**Given entries:**
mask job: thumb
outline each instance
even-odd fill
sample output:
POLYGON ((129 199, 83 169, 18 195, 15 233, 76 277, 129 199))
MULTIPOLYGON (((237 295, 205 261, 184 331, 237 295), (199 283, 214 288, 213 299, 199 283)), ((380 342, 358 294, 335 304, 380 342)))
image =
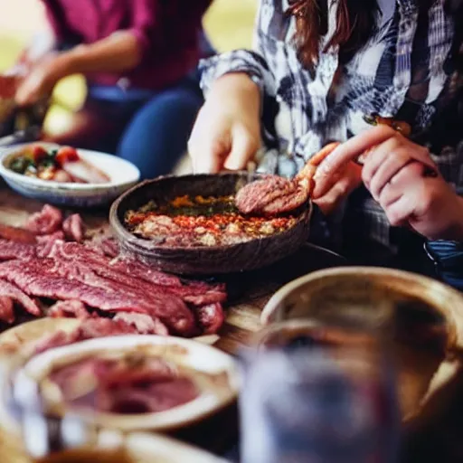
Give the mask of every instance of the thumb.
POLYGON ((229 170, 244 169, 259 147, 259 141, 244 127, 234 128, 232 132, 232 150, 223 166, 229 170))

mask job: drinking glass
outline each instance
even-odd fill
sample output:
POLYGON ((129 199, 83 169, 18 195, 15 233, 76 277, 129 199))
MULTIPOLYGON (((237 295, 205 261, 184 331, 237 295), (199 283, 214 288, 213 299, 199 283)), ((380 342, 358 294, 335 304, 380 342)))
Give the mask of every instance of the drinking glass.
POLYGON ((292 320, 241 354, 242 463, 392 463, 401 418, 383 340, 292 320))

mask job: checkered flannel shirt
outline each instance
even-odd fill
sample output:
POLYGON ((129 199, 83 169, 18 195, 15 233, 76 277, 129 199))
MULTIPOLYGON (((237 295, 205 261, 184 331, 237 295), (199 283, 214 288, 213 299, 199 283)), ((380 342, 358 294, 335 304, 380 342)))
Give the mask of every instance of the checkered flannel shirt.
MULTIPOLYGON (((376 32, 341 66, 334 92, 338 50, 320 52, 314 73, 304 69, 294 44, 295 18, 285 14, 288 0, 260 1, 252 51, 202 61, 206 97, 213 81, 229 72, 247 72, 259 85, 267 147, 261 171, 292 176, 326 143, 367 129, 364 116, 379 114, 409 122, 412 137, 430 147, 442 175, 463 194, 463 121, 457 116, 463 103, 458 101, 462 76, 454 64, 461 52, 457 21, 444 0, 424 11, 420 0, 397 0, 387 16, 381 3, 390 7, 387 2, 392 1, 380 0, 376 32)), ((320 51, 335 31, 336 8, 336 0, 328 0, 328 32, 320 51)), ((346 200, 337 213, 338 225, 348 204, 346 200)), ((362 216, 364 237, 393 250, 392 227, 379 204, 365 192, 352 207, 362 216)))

* * *

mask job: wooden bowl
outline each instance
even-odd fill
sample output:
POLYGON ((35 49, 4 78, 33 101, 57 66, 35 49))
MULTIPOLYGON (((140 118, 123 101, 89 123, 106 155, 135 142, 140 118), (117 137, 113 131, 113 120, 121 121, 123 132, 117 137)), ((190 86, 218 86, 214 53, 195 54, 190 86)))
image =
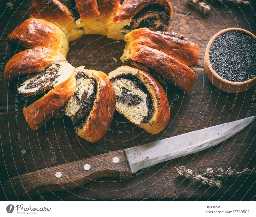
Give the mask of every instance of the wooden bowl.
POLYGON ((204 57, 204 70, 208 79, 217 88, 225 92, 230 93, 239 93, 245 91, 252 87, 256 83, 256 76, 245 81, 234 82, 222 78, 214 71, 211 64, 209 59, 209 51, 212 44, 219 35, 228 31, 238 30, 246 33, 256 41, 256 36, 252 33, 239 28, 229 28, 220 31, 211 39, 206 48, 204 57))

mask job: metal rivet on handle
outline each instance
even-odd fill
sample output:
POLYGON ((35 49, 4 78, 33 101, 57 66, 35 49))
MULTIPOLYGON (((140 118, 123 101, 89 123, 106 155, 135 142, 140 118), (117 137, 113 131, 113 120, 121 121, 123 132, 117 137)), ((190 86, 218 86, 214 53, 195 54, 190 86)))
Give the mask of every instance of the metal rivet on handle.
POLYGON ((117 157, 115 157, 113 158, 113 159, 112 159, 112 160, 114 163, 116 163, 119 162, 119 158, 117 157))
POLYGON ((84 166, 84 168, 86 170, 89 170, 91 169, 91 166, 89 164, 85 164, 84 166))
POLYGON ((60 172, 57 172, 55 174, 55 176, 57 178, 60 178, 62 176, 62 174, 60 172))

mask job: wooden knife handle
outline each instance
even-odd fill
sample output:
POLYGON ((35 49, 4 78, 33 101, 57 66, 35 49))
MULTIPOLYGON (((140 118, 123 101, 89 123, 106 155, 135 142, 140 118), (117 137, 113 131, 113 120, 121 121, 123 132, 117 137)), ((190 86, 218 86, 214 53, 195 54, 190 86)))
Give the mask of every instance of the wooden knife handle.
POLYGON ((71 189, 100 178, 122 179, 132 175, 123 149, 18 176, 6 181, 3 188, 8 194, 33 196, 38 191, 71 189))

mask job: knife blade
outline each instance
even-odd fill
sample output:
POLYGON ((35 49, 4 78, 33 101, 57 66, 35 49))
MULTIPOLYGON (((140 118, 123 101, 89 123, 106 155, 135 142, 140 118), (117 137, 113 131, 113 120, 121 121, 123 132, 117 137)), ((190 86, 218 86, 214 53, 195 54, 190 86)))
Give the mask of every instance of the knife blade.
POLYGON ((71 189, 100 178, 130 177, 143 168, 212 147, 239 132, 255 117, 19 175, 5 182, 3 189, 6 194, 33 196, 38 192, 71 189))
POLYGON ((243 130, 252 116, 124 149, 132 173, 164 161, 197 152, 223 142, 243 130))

**Direction:** Pull out the lines above that begin with the line containing "mask job: wooden bowl" and end with the line containing "POLYGON ((204 57, 204", both included, and copy them unchanged. Leave the pictures out.

**Written answer:**
mask job: wooden bowl
outline each instance
even-odd fill
sample output:
POLYGON ((35 49, 4 78, 33 101, 57 66, 35 49))
MULTIPOLYGON (((140 118, 123 101, 89 123, 106 155, 135 142, 140 118), (117 137, 113 131, 113 120, 121 121, 123 132, 117 137)), ((190 86, 218 86, 214 53, 195 54, 190 86)))
image =
Give the mask of every instance of the wooden bowl.
POLYGON ((204 57, 204 70, 208 79, 217 88, 225 92, 230 93, 239 93, 245 91, 252 87, 256 83, 256 76, 245 81, 234 82, 222 78, 214 71, 211 64, 209 59, 209 51, 212 44, 219 35, 228 31, 238 30, 246 33, 256 41, 256 36, 252 33, 239 28, 229 28, 220 31, 211 39, 206 48, 204 57))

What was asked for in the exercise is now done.